## ÉNONCÉ A
Veuillez recopier à l'identique les enregistrements, depuis la ligne qui contient « the train front » jusqu'à la fin des enregistrements.

## EXTRAIT
⟨

C'est jour de plantation. Il faut réensemencer d'immenses champs rangée par rangée. Malgré l'ampleur de la tâche, les travailleurs gardent le moral. «Il va ensuite falloir compter trois mois avant de couper ici. On repart au Mexique tout de suite après», calcule Juan pour s'encourager.

Ici, le temps se calcule en récoltes. Autre travail, autre machine. Six travailleurs prennent place sur un planteur à brocolis, tiré par un tracteur. Il y a six fauteuils placés à l'horizontale devant lesquels on installe à la chaîne des cabarets de plants. Chaque planteur introduit ensuite les pousses une à une dans six tubes en plastique rotatifs qui descendent jusque dans la terre. Deux employés suivent derrière pour s'assurer que les plants sont bien enfouis.

D'autres employés doivent enlever les mauvaises herbes dans un champ voisin. Chaque travailleur arpente les allées qui s'étendent à perte de vue. Enrique sifflote un air joyeux et Miguel esquisse quelques pas de danse. Il fait un soleil radieux. Les Mexicains ont le coeur à la fête. Et pour cause, Nelson fête ses 33 ans.

«Un baiser, un baiser!», scandent-ils à Nelson et à la jeune Mélissa, qui ne cesse de rougir.

La fête est interrompue par le passage d'un camion. Un des patrons est à bord et réclame les services de Nelson pour aller donner un coup de main dans le maïs. «C'est sa fête, laisse-le au moins conduire le tracteur!», plaide Danielle, la superviseure.

⟩

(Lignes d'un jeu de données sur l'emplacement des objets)
⟨

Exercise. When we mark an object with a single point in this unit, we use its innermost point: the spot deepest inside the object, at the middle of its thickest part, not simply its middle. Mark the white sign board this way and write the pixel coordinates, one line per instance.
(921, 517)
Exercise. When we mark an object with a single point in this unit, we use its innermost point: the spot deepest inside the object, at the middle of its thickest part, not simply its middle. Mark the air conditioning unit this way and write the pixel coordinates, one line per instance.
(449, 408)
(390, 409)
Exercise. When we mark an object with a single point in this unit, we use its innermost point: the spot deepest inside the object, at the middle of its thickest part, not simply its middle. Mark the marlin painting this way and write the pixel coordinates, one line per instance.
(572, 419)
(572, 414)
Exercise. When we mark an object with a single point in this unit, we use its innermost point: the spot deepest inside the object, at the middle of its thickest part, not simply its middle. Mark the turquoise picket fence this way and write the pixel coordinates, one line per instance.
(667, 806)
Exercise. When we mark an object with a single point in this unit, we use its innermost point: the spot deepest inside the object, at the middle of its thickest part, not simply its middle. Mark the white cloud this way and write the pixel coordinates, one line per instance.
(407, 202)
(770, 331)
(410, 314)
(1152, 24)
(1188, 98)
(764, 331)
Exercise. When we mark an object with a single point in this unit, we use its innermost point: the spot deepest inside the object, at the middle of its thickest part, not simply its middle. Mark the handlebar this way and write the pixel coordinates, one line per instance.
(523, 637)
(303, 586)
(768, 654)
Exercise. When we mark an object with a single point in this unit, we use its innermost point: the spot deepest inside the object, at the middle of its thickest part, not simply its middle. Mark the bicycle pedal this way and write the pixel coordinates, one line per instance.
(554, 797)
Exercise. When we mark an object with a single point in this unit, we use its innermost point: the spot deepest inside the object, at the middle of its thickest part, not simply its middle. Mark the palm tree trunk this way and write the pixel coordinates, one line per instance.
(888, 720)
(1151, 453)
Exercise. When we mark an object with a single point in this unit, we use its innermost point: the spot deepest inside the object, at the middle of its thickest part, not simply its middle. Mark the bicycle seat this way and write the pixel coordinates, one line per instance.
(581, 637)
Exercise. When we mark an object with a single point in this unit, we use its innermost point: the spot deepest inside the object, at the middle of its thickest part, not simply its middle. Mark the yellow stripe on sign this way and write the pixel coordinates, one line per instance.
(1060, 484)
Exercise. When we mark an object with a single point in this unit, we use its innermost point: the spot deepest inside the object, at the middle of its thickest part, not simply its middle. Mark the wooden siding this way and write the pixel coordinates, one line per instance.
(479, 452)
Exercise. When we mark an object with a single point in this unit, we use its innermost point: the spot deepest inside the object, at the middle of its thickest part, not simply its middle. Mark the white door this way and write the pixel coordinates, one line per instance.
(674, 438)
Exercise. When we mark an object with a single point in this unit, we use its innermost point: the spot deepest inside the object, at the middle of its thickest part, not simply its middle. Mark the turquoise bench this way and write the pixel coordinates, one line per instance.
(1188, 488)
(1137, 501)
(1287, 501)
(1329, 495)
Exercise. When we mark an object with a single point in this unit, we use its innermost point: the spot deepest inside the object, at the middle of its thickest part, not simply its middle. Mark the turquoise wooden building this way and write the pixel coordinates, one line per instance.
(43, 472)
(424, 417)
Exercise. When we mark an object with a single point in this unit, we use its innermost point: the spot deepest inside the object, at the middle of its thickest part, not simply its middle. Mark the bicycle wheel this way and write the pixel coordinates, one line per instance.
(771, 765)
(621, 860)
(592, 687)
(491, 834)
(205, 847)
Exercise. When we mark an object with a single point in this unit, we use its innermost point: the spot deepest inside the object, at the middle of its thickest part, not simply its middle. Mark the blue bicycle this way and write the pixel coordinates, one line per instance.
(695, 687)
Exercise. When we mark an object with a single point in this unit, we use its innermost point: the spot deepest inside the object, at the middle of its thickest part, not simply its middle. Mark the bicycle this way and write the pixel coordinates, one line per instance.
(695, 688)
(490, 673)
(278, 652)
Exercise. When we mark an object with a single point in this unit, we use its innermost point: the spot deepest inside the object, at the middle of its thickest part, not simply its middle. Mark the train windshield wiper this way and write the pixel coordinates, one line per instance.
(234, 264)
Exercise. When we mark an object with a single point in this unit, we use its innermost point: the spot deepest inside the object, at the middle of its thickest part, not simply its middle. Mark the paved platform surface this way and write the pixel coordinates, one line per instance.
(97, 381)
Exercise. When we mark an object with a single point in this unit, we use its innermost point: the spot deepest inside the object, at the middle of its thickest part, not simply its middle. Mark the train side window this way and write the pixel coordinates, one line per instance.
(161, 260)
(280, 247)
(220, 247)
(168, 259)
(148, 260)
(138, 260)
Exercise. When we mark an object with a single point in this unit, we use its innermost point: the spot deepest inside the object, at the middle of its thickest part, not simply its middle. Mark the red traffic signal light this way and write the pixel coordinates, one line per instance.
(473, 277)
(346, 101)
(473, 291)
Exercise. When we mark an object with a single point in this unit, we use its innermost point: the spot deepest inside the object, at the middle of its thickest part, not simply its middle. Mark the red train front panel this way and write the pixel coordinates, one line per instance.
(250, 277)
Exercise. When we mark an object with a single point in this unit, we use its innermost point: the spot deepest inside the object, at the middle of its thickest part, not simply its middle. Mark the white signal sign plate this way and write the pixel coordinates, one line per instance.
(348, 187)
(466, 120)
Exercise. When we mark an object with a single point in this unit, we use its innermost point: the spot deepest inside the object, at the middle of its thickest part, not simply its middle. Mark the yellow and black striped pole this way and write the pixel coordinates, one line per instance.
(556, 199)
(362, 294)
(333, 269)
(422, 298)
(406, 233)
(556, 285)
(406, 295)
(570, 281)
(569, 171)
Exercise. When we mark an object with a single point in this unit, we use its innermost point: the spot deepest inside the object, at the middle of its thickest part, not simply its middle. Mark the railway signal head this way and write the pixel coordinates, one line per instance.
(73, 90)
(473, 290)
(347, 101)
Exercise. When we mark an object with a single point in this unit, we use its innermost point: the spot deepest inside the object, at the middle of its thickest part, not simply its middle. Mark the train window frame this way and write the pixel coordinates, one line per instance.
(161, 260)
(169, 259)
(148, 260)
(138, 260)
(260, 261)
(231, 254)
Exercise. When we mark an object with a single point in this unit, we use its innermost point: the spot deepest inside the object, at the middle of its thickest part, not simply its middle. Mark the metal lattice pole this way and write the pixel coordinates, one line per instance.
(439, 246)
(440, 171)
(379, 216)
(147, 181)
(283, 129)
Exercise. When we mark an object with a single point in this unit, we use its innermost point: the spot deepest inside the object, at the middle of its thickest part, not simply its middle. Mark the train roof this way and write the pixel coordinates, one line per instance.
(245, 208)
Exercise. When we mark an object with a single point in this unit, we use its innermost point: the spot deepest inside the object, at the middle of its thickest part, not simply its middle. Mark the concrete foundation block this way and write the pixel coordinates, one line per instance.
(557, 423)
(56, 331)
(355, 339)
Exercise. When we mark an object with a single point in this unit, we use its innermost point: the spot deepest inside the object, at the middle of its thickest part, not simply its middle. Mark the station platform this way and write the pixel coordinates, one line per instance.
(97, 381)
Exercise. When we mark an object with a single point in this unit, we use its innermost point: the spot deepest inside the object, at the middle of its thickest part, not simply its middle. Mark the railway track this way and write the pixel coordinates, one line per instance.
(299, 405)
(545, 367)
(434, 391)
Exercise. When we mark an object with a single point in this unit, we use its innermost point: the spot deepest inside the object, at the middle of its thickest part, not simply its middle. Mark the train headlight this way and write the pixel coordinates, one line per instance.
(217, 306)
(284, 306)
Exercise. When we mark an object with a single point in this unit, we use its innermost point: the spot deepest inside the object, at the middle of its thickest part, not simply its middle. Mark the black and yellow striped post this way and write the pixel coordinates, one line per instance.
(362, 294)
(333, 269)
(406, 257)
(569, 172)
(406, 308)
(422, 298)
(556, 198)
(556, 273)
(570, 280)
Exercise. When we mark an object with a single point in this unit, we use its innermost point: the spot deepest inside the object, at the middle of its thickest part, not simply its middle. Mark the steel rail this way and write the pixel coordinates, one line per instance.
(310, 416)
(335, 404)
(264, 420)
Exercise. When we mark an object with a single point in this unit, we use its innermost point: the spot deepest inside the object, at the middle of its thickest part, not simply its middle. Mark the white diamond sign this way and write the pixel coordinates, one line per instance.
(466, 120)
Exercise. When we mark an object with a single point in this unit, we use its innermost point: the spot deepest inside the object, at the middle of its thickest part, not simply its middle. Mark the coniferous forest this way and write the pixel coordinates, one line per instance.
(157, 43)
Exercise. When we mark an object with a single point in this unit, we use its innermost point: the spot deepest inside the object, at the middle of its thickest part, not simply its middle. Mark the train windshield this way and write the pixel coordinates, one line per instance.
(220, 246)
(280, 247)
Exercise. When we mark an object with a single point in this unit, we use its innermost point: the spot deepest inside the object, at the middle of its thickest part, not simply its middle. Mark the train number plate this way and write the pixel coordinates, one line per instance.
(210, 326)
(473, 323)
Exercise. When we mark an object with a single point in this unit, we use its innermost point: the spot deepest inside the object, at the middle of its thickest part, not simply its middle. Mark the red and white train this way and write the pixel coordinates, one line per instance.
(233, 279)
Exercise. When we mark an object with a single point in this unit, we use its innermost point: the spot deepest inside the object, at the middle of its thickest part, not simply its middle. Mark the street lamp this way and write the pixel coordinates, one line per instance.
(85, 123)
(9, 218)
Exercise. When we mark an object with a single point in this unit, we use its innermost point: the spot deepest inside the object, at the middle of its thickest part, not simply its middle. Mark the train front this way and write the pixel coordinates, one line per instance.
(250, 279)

⟩

## ÉNONCÉ B
Relevez tous les prénoms de personnes qui figurent dans l'extrait.

## CORRIGÉ A
Exercise. When we mark an object with a single point in this unit, we use its innermost point: the spot deepest inside the object, at the middle of its thickest part, not simply its middle. Mark the train front this way and write the pixel coordinates, one line per instance.
(250, 279)

## CORRIGÉ B
Juan, Enrique, Miguel, Nelson, Mélissa, Danielle